## [Problem statement]
Render every line of the items below as a Markdown table with two columns, Row and Text. Number each line in Row, put the line itself in Text, and leave out blank lines.

## [Listing]
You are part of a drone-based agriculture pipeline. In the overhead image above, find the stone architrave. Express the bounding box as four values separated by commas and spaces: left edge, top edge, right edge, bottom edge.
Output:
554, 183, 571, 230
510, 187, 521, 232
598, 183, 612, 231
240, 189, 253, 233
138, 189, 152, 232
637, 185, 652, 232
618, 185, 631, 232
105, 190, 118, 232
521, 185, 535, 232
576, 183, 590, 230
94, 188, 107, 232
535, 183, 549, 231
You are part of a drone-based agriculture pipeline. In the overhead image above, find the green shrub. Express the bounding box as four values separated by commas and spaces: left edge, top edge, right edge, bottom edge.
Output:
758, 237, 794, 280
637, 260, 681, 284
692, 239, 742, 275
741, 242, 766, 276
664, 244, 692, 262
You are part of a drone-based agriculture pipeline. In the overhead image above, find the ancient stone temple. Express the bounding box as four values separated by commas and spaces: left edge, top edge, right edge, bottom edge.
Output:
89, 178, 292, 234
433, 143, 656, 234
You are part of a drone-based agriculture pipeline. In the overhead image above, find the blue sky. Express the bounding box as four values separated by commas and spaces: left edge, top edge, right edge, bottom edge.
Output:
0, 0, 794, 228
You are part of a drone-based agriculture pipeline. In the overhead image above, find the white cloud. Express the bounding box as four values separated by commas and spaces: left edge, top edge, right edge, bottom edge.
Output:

## [Task output]
| Row | Text |
|---|---|
| 1 | You are part of a drone-based agriculture pipeline. In the overhead image above, find the stone architrave. Express the bounding box as four values separated by commas and spaces: left edge, top edge, right edge, bottom edge. |
| 2 | Output: |
| 3 | 554, 183, 571, 230 |
| 4 | 510, 187, 521, 232 |
| 5 | 598, 183, 612, 231 |
| 6 | 240, 189, 253, 233 |
| 7 | 138, 189, 152, 232 |
| 8 | 637, 185, 652, 232 |
| 9 | 618, 185, 631, 232 |
| 10 | 105, 190, 118, 232 |
| 11 | 521, 185, 535, 232 |
| 12 | 576, 183, 590, 230 |
| 13 | 94, 188, 107, 232 |
| 14 | 535, 183, 549, 231 |
| 15 | You are part of a drone-based agriculture pipeline. In the overhead image above, find the green shrub. Express the bounding box as four values separated by commas and spaces: left edge, top edge, right edge, bottom edge. |
| 16 | Output: |
| 17 | 758, 237, 794, 280 |
| 18 | 637, 260, 681, 284 |
| 19 | 692, 239, 742, 275 |
| 20 | 741, 242, 766, 276 |
| 21 | 664, 244, 692, 262 |
| 22 | You are part of a drone-based agriculture pipeline. In the overhead image above, find the ancient stone temple. Express the bounding box as four values separated by commas and spaces: left edge, top edge, right edge, bottom edge. |
| 23 | Output: |
| 24 | 89, 178, 292, 234 |
| 25 | 433, 143, 656, 234 |
| 26 | You are part of a drone-based agriculture pipeline. In the overhead image above, find the blue sky. Express the bounding box as four values separated by commas and spaces: left edge, top edge, right edge, bottom edge. |
| 27 | Output: |
| 28 | 0, 0, 794, 228 |
| 29 | You are part of a drone-based agriculture pipeline. In the overhead image above, find the white cloud. Express the bounding box as four values separated by commas and spaces: left edge, top edge, right edge, bottom edge. |
| 30 | Output: |